Exercise objective: Give the data below again exactly as it stands. Omit the pictures.

[Image location labeling entries]
━━━━━━

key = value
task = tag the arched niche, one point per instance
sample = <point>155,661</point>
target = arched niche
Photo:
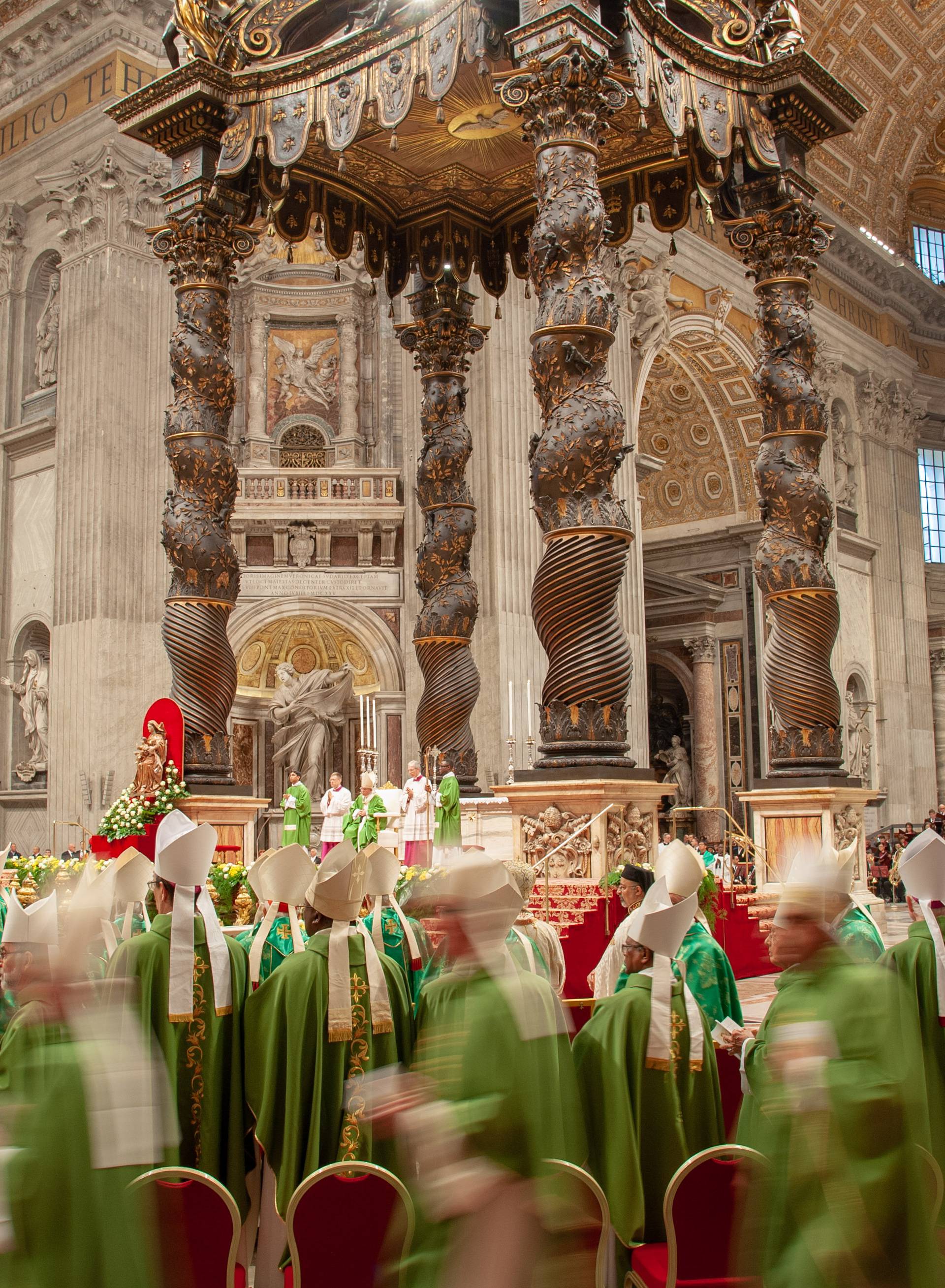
<point>42,276</point>
<point>32,637</point>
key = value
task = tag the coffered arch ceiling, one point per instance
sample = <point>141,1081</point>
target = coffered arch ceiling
<point>893,57</point>
<point>699,416</point>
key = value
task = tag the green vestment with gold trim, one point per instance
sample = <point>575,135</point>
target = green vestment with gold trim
<point>204,1055</point>
<point>295,1078</point>
<point>643,1124</point>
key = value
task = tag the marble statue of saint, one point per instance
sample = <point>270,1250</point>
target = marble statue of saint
<point>678,769</point>
<point>150,756</point>
<point>48,338</point>
<point>649,299</point>
<point>859,741</point>
<point>32,691</point>
<point>307,710</point>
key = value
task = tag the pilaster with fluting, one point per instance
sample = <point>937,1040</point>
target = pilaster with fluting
<point>566,99</point>
<point>779,241</point>
<point>442,337</point>
<point>703,651</point>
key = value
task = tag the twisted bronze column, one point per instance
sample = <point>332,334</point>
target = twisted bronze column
<point>565,106</point>
<point>442,338</point>
<point>779,245</point>
<point>201,251</point>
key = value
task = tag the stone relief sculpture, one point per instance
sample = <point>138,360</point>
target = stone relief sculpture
<point>629,838</point>
<point>313,375</point>
<point>32,691</point>
<point>541,835</point>
<point>844,458</point>
<point>48,338</point>
<point>859,741</point>
<point>649,299</point>
<point>678,769</point>
<point>307,711</point>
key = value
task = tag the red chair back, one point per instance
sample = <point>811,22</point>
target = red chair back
<point>196,1225</point>
<point>349,1226</point>
<point>702,1210</point>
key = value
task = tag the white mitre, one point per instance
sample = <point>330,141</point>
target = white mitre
<point>383,871</point>
<point>661,925</point>
<point>683,869</point>
<point>36,925</point>
<point>183,854</point>
<point>338,890</point>
<point>922,870</point>
<point>283,876</point>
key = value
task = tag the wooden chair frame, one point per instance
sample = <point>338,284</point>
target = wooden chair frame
<point>346,1170</point>
<point>191,1174</point>
<point>739,1152</point>
<point>600,1265</point>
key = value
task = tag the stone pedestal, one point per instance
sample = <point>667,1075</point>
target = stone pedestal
<point>786,818</point>
<point>546,812</point>
<point>233,817</point>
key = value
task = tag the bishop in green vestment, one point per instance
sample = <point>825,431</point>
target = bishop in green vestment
<point>360,825</point>
<point>296,803</point>
<point>304,1042</point>
<point>193,1006</point>
<point>837,1090</point>
<point>648,1078</point>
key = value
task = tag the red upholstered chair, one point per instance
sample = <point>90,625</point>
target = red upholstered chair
<point>196,1225</point>
<point>577,1225</point>
<point>701,1212</point>
<point>349,1226</point>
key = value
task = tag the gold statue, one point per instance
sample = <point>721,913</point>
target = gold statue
<point>150,758</point>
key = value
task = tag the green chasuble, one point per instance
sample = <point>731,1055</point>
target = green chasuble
<point>448,830</point>
<point>296,823</point>
<point>643,1124</point>
<point>277,947</point>
<point>363,831</point>
<point>72,1224</point>
<point>295,1078</point>
<point>858,934</point>
<point>515,1100</point>
<point>846,1201</point>
<point>916,965</point>
<point>709,974</point>
<point>396,946</point>
<point>204,1055</point>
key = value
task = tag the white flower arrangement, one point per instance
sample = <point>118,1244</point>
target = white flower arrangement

━━━━━━

Written response:
key = value
task = tag the arched niche, one point per instance
sample = <point>155,661</point>
target = arched niche
Photo:
<point>42,276</point>
<point>32,637</point>
key = value
task = tag the coffered arch ceiling, one point per instance
sample = <point>141,1081</point>
target = coffered arch ceiling
<point>893,57</point>
<point>699,416</point>
key = value
task = tag the green vestment with gold trim, one point per instance
sample = <point>575,135</point>
target = green vestment with gold trim
<point>204,1055</point>
<point>295,1078</point>
<point>643,1124</point>
key = value
task = tag the marble statue of saint, one point per instance
sample = <point>270,1250</point>
target = marble statue of saint
<point>678,769</point>
<point>150,756</point>
<point>48,338</point>
<point>649,299</point>
<point>859,741</point>
<point>32,691</point>
<point>307,710</point>
key = value
task = tag the pilaster with fluting, one point per instance
sample = <point>937,1040</point>
target = pilaster with fluting
<point>566,99</point>
<point>779,241</point>
<point>442,337</point>
<point>703,651</point>
key = value
task = tag the twisted bronze column, one point per instance
sample = <point>332,334</point>
target = twisted bronze column
<point>565,106</point>
<point>442,338</point>
<point>779,245</point>
<point>201,251</point>
key = value
task = tag the stone relief sculpture, one point per instance
sample = <point>138,360</point>
target = stone relief sculpture
<point>629,838</point>
<point>313,375</point>
<point>32,691</point>
<point>541,835</point>
<point>844,458</point>
<point>48,338</point>
<point>859,741</point>
<point>649,299</point>
<point>678,769</point>
<point>307,711</point>
key = value
task = tag the red chair back, one point per instance
sample = <point>811,22</point>
target = red chair back
<point>196,1225</point>
<point>349,1226</point>
<point>702,1210</point>
key = value
task = tag the white mitre, one point per instance
sample = <point>330,141</point>
target = white mitre
<point>383,871</point>
<point>661,925</point>
<point>683,869</point>
<point>36,925</point>
<point>183,854</point>
<point>338,890</point>
<point>922,870</point>
<point>283,876</point>
key = value
task = tag the wooden chair frame, one point per instance
sample = <point>338,284</point>
target = wooden chair frame
<point>346,1170</point>
<point>191,1174</point>
<point>739,1152</point>
<point>600,1265</point>
key = value
task = tag the stone pedestal, one point per instance
sample = <point>667,1075</point>
target = stone pedestal
<point>786,818</point>
<point>546,812</point>
<point>233,817</point>
key = value
task = tag the bishop in green vestment, one point per instance
sample = <point>825,431</point>
target = bishop in green vestment
<point>360,825</point>
<point>296,803</point>
<point>304,1042</point>
<point>193,1006</point>
<point>837,1090</point>
<point>648,1078</point>
key = value
task = tag the red upholstered chair, one point per instance
sample = <point>90,625</point>
target = red upholstered chair
<point>196,1225</point>
<point>577,1225</point>
<point>701,1212</point>
<point>349,1226</point>
key = value
task = tag the gold statue, one point per instance
sample = <point>721,913</point>
target = gold statue
<point>150,758</point>
key = value
task = tag the green chasuble, one point per instance
sample = <point>731,1055</point>
target = green chasuble
<point>448,830</point>
<point>296,823</point>
<point>643,1124</point>
<point>277,947</point>
<point>363,831</point>
<point>72,1224</point>
<point>295,1078</point>
<point>858,934</point>
<point>515,1100</point>
<point>846,1201</point>
<point>916,965</point>
<point>709,974</point>
<point>396,946</point>
<point>204,1055</point>
key = value
task = tag the white flower arrangement, one point per instance
sample = <point>118,1244</point>
target = white flower arrangement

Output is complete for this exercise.